[start RECORDS FOR THIS TASK]

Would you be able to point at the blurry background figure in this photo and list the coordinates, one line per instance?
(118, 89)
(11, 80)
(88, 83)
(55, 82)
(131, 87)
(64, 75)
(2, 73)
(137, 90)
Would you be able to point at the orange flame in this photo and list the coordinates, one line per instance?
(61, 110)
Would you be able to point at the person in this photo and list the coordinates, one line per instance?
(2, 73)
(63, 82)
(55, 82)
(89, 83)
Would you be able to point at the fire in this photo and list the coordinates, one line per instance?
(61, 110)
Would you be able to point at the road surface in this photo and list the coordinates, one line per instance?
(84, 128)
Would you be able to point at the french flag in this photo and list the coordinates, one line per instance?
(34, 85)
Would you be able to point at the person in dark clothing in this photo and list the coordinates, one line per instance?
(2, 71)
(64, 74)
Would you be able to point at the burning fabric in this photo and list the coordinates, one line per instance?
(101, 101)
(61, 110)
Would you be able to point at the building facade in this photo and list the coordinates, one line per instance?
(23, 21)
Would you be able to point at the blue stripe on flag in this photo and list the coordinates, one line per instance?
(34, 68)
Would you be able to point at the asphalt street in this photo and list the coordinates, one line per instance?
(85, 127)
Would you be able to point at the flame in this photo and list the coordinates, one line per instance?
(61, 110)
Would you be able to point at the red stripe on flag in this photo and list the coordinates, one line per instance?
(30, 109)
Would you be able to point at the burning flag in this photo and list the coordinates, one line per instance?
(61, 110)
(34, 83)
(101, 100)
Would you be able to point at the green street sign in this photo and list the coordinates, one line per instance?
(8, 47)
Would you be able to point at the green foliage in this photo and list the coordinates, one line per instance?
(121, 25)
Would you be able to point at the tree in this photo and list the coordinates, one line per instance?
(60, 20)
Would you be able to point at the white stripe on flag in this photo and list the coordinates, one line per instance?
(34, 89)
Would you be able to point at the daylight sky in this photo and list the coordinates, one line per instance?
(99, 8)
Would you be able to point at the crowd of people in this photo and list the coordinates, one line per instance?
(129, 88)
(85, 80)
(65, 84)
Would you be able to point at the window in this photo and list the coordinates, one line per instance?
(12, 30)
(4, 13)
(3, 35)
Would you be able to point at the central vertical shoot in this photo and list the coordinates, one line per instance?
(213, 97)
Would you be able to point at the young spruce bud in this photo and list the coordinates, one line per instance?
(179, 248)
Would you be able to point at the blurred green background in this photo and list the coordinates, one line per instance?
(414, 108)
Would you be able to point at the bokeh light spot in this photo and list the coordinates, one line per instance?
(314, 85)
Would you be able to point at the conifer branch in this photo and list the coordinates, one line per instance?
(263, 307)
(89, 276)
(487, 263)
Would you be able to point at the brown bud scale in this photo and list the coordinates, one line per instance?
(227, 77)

[end RECORDS FOR THIS TASK]
[start RECORDS FOR THIS TASK]

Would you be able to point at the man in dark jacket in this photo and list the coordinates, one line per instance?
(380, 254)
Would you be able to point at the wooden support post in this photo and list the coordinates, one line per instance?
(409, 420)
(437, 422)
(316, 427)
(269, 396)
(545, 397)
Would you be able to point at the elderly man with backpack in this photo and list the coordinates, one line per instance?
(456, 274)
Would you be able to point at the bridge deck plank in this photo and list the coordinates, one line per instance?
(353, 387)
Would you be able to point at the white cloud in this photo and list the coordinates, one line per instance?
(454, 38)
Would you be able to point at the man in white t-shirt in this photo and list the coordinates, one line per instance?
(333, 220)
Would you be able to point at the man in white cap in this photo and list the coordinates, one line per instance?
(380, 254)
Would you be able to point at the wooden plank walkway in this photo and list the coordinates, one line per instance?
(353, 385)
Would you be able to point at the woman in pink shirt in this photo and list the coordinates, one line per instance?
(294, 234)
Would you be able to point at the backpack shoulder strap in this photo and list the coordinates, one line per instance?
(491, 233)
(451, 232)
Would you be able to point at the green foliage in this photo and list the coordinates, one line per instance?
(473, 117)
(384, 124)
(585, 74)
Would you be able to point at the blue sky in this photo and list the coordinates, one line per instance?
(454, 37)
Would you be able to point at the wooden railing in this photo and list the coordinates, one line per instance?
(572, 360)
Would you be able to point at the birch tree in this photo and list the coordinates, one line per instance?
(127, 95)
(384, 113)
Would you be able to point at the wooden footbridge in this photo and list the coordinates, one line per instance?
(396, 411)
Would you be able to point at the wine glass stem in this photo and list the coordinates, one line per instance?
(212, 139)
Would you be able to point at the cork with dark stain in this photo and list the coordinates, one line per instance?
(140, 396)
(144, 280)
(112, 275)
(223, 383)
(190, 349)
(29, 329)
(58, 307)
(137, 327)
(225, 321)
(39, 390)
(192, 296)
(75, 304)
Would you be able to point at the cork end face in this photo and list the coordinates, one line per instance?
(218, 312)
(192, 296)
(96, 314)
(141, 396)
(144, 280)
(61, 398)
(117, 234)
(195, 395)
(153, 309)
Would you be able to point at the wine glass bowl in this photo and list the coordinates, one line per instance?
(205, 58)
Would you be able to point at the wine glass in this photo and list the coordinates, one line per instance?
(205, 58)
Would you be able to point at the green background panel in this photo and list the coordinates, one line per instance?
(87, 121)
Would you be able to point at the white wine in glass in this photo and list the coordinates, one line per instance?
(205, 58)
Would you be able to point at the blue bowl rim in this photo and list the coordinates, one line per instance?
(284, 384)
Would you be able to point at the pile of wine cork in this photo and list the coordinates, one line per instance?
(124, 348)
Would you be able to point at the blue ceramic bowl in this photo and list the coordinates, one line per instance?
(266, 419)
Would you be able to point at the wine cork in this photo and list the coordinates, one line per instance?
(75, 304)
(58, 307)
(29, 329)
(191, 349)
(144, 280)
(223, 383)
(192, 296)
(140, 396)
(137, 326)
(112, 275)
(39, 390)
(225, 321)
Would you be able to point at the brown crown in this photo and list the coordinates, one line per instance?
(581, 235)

[end RECORDS FOR THIS TASK]
[start RECORDS FOR THIS TASK]

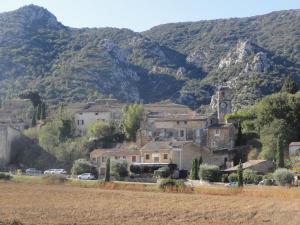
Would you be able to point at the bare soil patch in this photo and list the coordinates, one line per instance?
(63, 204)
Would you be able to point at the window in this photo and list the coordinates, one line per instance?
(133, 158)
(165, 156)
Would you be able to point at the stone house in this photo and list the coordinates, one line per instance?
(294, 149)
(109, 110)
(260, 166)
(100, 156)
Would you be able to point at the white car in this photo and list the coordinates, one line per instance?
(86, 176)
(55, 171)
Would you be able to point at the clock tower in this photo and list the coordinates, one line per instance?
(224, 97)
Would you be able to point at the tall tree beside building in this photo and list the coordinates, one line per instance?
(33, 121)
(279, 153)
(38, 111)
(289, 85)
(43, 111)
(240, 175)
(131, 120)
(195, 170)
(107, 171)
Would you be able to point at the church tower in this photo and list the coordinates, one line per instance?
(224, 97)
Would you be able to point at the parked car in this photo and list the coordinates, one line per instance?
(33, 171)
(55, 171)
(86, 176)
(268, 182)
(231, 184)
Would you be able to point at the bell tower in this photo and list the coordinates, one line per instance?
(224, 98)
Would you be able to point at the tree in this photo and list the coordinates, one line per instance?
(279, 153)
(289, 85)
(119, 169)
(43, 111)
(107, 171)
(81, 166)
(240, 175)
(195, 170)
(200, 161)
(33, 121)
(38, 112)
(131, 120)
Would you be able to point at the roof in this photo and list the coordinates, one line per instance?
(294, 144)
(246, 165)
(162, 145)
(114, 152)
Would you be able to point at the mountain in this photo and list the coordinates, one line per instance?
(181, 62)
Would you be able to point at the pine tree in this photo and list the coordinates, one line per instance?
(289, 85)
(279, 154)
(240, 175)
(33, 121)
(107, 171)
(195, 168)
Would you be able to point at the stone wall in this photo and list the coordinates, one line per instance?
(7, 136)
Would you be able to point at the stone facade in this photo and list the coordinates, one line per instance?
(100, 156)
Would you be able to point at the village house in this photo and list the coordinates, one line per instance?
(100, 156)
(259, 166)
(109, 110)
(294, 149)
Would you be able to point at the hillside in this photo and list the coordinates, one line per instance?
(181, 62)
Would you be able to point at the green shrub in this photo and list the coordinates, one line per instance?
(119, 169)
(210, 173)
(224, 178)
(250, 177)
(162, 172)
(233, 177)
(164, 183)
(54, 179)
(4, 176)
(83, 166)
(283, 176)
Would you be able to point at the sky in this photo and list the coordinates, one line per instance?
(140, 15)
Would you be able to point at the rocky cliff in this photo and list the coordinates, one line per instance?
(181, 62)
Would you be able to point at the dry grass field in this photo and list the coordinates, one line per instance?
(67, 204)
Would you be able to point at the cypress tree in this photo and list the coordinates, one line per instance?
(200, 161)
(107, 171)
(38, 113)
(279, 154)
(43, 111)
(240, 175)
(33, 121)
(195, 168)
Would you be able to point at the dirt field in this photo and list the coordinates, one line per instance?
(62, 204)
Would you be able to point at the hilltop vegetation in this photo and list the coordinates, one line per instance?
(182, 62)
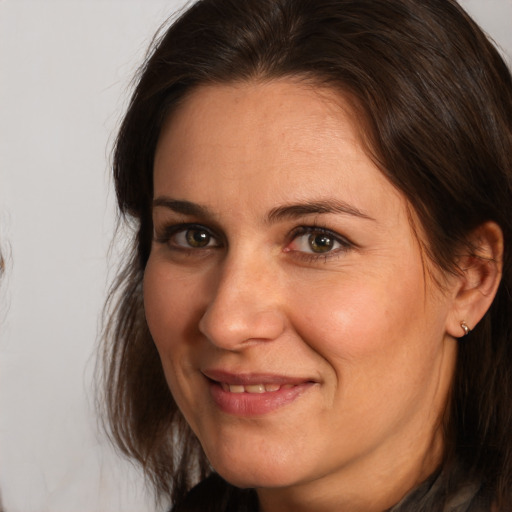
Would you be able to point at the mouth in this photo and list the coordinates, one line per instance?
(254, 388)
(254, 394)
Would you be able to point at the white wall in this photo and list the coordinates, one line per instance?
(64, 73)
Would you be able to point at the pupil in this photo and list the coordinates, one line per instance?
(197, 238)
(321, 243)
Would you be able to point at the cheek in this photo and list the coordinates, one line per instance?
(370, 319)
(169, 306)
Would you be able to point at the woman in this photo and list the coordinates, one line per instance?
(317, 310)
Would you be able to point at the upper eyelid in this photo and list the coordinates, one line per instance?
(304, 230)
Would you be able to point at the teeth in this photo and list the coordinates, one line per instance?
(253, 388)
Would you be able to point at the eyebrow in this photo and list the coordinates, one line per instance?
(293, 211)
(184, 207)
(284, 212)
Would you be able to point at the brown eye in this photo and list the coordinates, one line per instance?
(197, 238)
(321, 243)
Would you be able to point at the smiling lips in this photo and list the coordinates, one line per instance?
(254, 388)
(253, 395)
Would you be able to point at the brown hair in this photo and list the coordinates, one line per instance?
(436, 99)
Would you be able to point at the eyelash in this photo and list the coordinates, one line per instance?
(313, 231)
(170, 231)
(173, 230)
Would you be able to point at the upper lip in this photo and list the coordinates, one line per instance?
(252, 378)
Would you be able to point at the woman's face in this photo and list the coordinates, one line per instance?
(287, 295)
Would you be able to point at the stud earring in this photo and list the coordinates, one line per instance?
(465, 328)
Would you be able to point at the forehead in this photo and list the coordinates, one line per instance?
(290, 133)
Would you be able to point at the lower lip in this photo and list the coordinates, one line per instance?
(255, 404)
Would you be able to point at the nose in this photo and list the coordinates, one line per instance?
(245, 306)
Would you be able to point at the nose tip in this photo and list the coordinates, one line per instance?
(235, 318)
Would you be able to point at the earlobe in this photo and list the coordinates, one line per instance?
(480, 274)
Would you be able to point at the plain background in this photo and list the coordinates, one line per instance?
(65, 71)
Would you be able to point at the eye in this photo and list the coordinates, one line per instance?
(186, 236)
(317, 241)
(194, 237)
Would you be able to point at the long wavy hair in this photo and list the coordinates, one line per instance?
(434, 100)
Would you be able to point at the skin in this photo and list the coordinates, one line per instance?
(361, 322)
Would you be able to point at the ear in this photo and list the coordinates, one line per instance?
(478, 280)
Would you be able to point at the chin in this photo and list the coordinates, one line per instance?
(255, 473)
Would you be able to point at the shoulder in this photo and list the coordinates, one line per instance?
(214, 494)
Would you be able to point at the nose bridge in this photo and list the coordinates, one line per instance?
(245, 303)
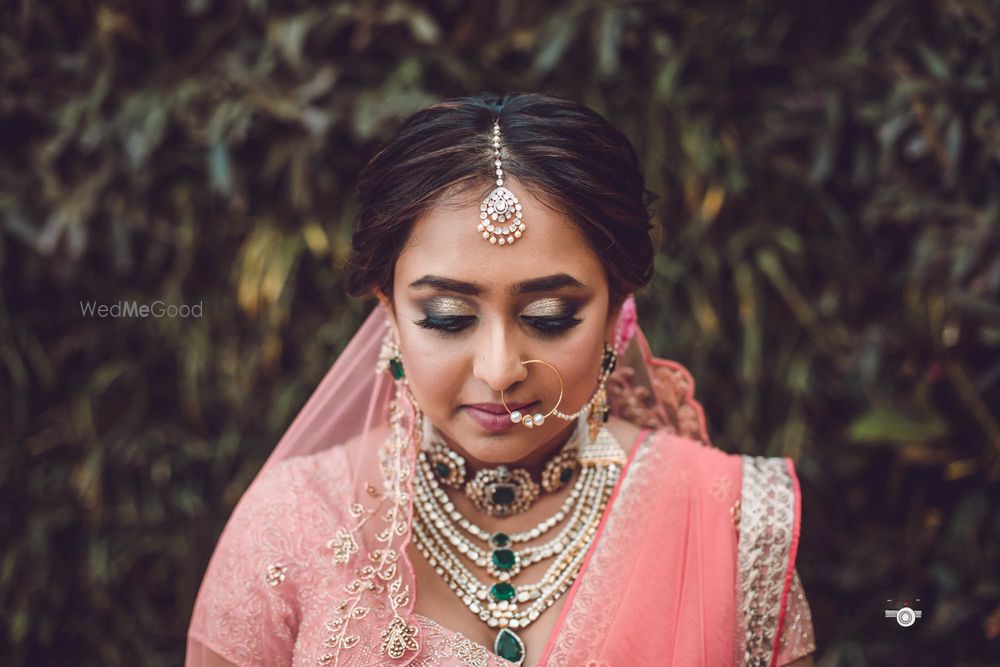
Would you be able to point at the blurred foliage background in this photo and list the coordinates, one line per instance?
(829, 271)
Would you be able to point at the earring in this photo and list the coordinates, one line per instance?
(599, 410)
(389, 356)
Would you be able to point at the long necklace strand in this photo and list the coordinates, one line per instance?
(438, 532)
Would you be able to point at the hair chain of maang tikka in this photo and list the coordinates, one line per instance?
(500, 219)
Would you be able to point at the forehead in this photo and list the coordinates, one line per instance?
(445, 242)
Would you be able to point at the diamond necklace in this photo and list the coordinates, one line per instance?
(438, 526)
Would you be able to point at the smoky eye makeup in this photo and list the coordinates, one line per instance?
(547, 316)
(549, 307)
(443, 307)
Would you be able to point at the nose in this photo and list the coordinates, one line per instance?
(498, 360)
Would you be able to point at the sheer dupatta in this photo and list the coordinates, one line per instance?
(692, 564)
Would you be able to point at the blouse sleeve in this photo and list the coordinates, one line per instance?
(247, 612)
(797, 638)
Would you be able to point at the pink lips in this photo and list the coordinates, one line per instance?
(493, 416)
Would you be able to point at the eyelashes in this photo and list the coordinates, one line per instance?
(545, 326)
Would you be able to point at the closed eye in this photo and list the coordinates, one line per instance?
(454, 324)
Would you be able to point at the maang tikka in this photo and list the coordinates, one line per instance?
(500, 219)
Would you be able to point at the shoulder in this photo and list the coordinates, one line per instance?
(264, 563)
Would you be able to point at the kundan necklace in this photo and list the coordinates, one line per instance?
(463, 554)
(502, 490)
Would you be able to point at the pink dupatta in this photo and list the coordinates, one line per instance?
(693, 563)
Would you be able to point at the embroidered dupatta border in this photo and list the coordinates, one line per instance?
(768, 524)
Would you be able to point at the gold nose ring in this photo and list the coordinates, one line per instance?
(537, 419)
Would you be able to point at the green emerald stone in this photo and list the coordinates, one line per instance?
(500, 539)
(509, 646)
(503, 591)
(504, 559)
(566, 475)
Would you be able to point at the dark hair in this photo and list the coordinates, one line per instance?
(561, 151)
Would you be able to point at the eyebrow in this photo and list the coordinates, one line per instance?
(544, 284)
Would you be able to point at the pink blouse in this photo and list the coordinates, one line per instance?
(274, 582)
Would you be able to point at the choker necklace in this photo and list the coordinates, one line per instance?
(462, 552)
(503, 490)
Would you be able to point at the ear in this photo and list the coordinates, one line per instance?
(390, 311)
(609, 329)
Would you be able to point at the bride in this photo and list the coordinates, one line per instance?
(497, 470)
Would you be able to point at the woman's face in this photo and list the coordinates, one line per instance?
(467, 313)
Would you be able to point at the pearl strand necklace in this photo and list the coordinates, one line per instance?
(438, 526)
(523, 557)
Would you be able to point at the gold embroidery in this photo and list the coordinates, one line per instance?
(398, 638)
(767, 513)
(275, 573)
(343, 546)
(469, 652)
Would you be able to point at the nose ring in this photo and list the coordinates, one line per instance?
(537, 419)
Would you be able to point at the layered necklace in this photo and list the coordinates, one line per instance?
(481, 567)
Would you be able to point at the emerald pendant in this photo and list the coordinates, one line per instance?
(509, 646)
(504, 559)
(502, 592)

[end RECORDS FOR THIS TASK]

▶ [REQUEST]
Show every line from the records above that contains the string "white", treating uppercase and lowercase letters as distinct.

▶ [ANSWER TO THE TASK]
Would you be able to point at the white stripe on flag in this photo and list the coordinates, one line per instance?
Would you be able to point at the white cloud in this photo and list the coordinates, one line per instance?
Would you be able to point at the man in white t-shirt in this photo and list the coordinates, one line per instance?
Would you be able to point at the man in white cap in this photo and list the coordinates, one line per instance?
Would you be able to point at the white wine in glass in this photo and list the coordinates, one line per instance?
Would you be able to point at the white car in this photo and list the coordinates, one line per instance?
Would you be able to point at the white wall in this photo and list the coordinates, one line per instance?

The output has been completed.